[Dataset records]
- - - -

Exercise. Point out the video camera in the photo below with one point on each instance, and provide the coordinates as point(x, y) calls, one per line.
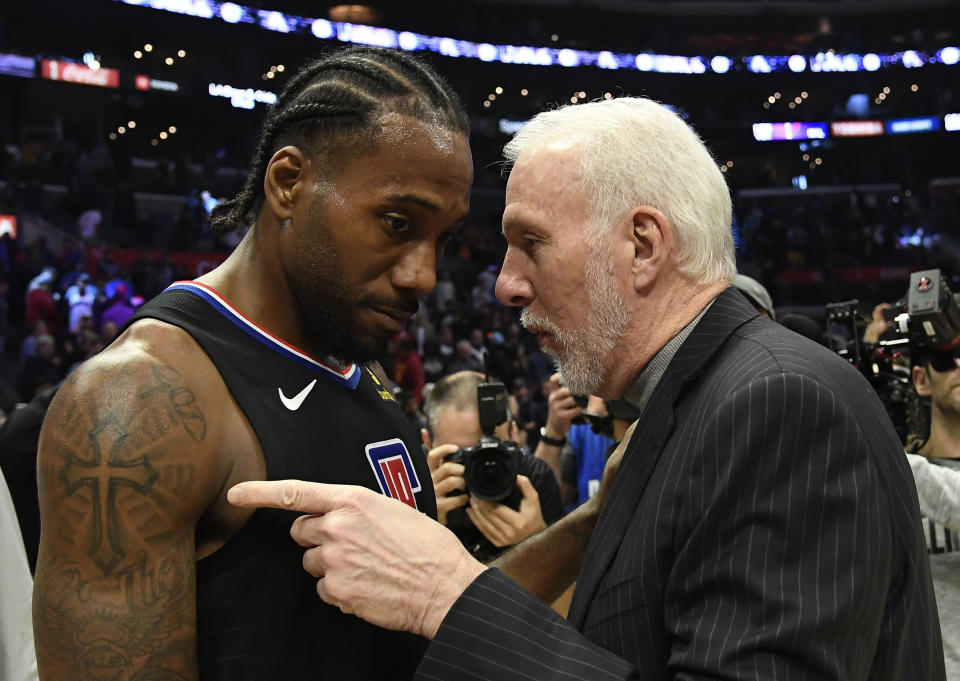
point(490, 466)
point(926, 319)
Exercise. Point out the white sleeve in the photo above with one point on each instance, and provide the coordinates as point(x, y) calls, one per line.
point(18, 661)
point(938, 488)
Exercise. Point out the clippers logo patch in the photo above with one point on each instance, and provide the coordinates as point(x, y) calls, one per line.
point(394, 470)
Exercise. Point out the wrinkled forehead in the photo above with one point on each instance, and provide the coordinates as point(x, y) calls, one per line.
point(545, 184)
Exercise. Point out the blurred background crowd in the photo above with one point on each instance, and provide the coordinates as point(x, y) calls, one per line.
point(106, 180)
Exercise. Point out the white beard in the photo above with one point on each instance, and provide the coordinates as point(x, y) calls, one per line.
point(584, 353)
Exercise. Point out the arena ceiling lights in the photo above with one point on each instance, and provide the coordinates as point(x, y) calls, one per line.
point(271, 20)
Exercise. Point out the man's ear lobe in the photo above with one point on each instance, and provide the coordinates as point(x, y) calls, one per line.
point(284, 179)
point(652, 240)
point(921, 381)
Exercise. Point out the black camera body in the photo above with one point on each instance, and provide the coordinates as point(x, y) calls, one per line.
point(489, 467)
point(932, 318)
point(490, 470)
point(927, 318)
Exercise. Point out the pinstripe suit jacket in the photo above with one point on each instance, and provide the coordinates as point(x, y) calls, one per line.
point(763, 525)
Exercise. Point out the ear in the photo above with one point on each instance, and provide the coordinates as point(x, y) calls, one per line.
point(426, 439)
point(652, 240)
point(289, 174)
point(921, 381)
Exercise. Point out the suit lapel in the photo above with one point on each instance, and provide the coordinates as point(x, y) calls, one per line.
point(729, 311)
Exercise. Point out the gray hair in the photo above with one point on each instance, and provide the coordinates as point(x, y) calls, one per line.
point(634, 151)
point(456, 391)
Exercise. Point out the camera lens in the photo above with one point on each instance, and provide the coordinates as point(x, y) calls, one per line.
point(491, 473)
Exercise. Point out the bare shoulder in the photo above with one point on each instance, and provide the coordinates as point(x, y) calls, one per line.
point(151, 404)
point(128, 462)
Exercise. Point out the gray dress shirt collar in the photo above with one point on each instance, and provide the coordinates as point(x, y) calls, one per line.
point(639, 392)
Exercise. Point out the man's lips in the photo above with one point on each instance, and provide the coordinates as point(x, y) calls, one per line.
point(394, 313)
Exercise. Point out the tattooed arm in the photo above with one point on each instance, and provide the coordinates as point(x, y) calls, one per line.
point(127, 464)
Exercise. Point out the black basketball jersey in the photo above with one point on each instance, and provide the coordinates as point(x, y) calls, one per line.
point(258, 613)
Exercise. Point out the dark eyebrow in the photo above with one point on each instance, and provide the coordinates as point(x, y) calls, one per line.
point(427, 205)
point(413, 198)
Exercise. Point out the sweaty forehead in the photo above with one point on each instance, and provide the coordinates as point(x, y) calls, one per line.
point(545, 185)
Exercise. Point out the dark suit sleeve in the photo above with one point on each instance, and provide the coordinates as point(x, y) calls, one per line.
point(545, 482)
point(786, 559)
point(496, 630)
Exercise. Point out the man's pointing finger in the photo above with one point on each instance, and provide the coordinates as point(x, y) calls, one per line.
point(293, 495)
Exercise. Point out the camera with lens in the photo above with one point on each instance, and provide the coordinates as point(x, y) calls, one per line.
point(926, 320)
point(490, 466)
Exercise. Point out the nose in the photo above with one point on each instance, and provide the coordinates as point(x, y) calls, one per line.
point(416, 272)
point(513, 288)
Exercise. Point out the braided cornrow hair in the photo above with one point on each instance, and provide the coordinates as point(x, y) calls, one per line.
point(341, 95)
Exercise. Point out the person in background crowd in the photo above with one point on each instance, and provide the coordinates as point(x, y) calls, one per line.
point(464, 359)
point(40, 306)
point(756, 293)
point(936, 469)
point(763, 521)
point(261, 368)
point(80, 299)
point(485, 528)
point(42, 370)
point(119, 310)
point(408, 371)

- - - -

§ **ACTIVITY**: Each entry above should be restated word for word, though no picture may appear in the copy.

§ **TASK ANSWER**:
Exercise. Point out the video camera in the photo below with one point on each instance, and provide the coordinates as point(x, y) calls, one per line.
point(490, 466)
point(926, 319)
Exercise. Point out the white sleeve in the photo above with one point on each instance, and provide the coordinates as point(x, y) calls, one per line.
point(18, 661)
point(938, 488)
Exercise. Point out the clippers logo patch in the photo above with one point on each instance, and provide the coordinates as point(x, y) calls, one per line.
point(394, 470)
Exercise. Point out the wrinkled forehead in the photo above with one point on each instance, and provide the coordinates as point(x, y) calls, one per line.
point(545, 184)
Exercise. Point out the blurred background crowd in the photo above with one point on each instance, and provide the coordinates as point(x, y) calls, one per line.
point(106, 180)
Exercise. Point out the white beard in the photo above with one point on each instance, and provide the coordinates as point(x, y) calls, one per line.
point(584, 353)
Exercise. Point out the arena ceiling lights in the photo above with one point on each instance, and provide the coordinates as point(x, y) calls, one per line.
point(271, 20)
Exercise. Point out the man's ear lobe in the photo above with one point on each instance, and provide the coordinates as point(x, y) calls, one per line.
point(284, 179)
point(652, 240)
point(921, 381)
Exercise. Point out the black camera body in the photo above with one point on each instance, and provide the coordinates as point(x, y) calls, one per line.
point(489, 467)
point(932, 318)
point(490, 470)
point(927, 318)
Exercise. Point out the pinstripe suit jacket in the photo above with one point on each instance, and provide the coordinates as point(x, y) calls, one per line.
point(763, 525)
Exercise. Point out the ear in the photo above with one point on each instance, and provide the coordinates as point(x, y) calls, one per line.
point(426, 439)
point(652, 240)
point(289, 174)
point(921, 381)
Exercise. Point out the suit lapel in the photo above with one point on each instance, and provide the coordinates as point(x, y) calls, one per line.
point(729, 311)
Exercise. Point out the gray hair in the photo above with one point on each instance, and provide the coordinates as point(x, y) calls, one per line.
point(634, 151)
point(456, 391)
Exercise. Point out the camera lens in the photo above with one point on each instance, and provide the coordinates as point(x, y) calls, one per line.
point(491, 473)
Exercise. Point out the bare shoulder in the photo above with one point on each instance, and provide the coordinates as point(x, y) calls, one per line.
point(151, 404)
point(128, 462)
Exercise. Point out the gray dress shirt collar in the photo above with one point on each instance, and provide the coordinates as point(x, y) calls, one per line.
point(639, 392)
Exercise. Point out the man's lips in the photo above with one point on each instance, and provide the coordinates as point(x, y) calls, one per line.
point(394, 313)
Exercise. Point out the tattooed arm in the photo above with one point on each instance, and provide the coordinates as point(x, y) calls, one per line.
point(127, 464)
Exercise. Point out the black basketball jersey in the photo above with one point on each instance, and provide the coordinates as point(x, y) calls, one per line.
point(258, 613)
Exercise. Point out the dark eyebrow in the photo above with one point on each instance, and provide the coordinates as point(x, y) calls, one per line.
point(427, 205)
point(413, 198)
Exercise. Point out the sweaty forehead in the photo above with one point on each instance, and provide the coordinates as point(x, y) calls, one per line.
point(545, 185)
Exercise. Point out the dark suit sleeve in the photo above with one point on each instance, and provide the coordinates as point(x, y) calls, one per line.
point(545, 482)
point(786, 559)
point(496, 630)
Exercise. Point out the man's pointing finger in the photo above with one point on each instance, and provide the coordinates as point(x, y) calls, one per line.
point(293, 495)
Exercise. Point out the camera with lens in the photo above with one point on each instance, and provide the coordinates as point(x, y) calls, one per line.
point(926, 320)
point(490, 466)
Exercise. Point out the nose in the photo above with one point on each instance, and provide the coordinates as point(x, y) calls, one per line.
point(416, 272)
point(513, 288)
Exercise. Point out the braided cornrow hair in the photo above with one point on each instance, and provide the coordinates as point(x, y) calls, one per line.
point(341, 95)
Exercise. Point out the person in background crowd in the photo above with one point on each instance, and provide the coordinates as point(x, y) calls, one per line.
point(464, 359)
point(40, 306)
point(756, 293)
point(936, 469)
point(763, 521)
point(261, 368)
point(80, 299)
point(485, 528)
point(42, 370)
point(119, 310)
point(408, 371)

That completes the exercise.